--- START ---

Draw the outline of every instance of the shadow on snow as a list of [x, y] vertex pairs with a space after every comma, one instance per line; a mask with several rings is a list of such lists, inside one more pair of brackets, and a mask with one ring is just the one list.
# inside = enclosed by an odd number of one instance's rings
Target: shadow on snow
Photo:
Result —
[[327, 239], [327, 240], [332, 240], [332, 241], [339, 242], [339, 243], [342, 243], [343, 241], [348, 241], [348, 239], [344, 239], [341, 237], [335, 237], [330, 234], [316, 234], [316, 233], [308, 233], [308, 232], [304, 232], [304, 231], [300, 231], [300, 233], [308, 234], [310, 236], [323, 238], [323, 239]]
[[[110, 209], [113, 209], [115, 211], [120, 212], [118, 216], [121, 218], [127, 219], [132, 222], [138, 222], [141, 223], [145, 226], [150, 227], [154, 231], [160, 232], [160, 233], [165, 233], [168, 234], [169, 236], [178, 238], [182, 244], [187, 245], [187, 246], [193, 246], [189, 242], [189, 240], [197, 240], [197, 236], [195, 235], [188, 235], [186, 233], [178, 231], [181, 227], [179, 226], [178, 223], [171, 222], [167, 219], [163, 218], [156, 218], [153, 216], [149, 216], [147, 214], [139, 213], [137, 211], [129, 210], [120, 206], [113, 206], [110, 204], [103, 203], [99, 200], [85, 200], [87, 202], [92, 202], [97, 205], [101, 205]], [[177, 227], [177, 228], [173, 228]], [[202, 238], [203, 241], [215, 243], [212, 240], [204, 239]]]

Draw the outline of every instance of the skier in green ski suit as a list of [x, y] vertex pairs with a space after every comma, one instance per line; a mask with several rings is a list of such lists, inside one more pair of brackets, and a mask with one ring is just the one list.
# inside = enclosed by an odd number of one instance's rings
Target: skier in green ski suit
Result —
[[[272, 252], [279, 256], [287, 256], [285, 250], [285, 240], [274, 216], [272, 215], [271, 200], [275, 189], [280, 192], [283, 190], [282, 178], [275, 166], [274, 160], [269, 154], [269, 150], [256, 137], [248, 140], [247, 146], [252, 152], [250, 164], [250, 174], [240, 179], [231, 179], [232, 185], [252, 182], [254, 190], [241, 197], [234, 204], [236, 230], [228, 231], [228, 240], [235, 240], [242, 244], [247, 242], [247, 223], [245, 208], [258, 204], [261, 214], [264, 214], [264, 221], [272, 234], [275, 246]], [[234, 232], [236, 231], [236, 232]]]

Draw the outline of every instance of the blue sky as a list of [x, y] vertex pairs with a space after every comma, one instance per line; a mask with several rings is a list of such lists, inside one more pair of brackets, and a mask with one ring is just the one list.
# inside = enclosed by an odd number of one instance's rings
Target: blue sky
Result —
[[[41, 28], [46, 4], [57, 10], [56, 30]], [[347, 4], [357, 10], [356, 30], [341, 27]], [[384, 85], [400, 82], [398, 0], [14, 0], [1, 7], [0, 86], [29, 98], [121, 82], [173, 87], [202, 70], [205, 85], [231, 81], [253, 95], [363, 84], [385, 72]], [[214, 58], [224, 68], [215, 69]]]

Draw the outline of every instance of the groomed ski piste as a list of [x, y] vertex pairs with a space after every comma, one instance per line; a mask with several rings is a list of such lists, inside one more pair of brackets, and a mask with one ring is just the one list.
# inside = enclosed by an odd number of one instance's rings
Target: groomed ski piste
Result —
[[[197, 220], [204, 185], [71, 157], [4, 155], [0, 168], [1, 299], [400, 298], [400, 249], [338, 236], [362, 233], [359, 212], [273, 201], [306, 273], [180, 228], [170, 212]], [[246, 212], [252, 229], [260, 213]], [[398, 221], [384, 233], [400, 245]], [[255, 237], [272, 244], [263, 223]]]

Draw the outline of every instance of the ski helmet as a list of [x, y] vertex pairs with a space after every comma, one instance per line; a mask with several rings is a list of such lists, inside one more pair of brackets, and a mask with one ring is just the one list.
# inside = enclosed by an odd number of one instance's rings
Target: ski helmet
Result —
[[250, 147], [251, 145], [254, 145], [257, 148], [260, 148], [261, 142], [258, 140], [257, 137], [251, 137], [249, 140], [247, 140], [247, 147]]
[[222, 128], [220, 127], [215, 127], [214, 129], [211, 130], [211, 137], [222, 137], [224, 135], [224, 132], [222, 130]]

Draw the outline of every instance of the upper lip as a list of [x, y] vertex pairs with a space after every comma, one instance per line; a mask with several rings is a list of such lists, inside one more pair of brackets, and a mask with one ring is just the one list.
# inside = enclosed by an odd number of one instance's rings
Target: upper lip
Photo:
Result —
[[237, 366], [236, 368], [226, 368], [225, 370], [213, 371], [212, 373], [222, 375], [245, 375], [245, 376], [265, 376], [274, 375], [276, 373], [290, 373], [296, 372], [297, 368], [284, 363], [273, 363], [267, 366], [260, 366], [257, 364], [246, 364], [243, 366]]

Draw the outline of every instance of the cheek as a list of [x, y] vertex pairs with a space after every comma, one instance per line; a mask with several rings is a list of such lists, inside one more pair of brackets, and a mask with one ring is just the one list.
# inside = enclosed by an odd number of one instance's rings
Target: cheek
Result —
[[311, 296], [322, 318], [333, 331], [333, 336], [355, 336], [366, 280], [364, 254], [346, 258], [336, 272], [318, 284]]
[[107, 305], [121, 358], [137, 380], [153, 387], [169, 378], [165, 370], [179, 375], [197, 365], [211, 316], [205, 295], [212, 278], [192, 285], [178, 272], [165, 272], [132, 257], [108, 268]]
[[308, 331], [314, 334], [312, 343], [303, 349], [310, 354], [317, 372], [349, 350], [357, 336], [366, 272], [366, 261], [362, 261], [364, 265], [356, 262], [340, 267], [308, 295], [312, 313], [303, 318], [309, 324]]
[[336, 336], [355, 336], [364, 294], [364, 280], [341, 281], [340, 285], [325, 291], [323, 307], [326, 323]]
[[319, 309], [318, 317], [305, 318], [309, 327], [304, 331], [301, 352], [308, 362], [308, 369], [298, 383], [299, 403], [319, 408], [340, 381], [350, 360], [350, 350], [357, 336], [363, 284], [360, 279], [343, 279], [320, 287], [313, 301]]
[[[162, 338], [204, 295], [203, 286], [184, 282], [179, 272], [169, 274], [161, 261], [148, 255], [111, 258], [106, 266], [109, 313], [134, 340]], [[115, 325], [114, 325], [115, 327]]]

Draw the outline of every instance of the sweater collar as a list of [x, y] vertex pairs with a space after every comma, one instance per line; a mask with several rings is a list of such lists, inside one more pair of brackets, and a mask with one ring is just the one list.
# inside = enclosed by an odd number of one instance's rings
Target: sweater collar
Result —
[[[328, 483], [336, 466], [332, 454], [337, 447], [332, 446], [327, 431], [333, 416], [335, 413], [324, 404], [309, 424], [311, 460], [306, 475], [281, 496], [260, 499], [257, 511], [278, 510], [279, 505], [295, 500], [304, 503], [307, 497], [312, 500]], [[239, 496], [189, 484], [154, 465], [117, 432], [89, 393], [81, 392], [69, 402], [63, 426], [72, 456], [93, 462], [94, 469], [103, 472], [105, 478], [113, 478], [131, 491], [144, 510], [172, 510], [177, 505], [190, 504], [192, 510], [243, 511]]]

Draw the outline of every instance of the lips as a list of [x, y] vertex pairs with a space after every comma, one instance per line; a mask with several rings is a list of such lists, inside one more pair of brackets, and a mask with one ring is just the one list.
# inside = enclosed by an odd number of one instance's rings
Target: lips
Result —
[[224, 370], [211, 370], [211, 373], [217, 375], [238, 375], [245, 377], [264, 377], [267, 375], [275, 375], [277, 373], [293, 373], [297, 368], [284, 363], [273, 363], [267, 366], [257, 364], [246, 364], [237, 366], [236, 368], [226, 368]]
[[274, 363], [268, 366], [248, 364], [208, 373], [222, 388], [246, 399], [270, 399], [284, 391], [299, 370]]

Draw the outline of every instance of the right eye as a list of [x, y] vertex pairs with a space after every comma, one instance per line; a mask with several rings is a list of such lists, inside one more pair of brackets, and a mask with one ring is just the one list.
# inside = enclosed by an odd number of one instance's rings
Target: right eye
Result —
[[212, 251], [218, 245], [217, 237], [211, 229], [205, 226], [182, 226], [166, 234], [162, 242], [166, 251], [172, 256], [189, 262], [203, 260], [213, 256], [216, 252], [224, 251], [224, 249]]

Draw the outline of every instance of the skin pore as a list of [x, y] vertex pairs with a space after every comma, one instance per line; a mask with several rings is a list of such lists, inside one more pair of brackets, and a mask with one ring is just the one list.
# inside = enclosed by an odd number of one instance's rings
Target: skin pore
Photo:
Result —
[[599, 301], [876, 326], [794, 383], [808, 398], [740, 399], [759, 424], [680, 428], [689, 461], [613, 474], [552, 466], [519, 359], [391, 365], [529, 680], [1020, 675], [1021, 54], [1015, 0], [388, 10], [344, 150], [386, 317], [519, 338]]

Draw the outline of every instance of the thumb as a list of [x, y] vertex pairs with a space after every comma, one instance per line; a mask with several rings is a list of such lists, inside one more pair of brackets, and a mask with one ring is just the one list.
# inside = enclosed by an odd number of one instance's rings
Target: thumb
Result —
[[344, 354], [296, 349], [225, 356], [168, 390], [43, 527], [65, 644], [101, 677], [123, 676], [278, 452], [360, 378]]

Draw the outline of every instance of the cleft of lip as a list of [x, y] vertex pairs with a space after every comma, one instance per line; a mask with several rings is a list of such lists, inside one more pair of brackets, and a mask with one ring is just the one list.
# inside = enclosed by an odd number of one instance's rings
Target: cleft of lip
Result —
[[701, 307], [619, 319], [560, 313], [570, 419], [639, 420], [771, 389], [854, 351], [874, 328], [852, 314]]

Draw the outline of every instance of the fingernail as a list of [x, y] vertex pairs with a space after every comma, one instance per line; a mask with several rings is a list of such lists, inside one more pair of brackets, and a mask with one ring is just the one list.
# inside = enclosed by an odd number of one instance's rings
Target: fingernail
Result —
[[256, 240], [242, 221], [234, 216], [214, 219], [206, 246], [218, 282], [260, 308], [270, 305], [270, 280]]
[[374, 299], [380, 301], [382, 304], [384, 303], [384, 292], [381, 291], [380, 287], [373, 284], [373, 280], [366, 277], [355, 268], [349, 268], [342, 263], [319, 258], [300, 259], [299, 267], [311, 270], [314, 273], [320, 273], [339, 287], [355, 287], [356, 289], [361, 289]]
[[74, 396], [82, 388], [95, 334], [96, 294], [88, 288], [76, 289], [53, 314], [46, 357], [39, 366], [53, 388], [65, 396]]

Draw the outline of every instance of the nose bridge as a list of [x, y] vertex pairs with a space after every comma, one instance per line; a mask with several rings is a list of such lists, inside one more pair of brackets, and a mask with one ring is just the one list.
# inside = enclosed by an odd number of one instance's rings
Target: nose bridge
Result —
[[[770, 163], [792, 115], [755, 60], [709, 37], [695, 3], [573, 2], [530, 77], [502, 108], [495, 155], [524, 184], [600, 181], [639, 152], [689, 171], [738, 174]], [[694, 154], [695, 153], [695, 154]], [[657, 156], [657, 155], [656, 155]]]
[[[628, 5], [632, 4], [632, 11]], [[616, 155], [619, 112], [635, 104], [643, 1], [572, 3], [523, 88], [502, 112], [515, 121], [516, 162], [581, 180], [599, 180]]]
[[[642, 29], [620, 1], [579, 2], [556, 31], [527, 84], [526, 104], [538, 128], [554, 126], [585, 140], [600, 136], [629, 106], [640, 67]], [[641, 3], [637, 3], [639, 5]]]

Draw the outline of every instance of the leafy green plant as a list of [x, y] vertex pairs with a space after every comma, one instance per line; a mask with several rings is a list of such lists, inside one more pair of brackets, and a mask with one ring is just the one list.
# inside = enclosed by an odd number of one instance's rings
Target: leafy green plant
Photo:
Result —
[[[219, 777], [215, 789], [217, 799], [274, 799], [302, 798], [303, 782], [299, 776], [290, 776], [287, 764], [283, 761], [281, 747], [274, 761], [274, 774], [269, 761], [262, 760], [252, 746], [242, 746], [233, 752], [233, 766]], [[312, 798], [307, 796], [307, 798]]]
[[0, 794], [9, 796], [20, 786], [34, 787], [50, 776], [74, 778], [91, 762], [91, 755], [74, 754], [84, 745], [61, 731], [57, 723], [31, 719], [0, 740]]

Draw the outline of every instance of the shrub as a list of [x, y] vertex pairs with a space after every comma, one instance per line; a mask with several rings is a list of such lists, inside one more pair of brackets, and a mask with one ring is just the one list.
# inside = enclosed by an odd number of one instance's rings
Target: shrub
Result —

--- END ---

• **Work required**
Scan the material above. Copy each line where "helmet" occurs.

• **Exercise result**
Draw the outline of every instance of the ski helmet as a list of [x, y] vertex pairs with a space after every comma, one instance per line; a mask with several rings is a list of such lists, inside one more pair of brackets, and a mask with one ring is just the one list.
Target: ski helmet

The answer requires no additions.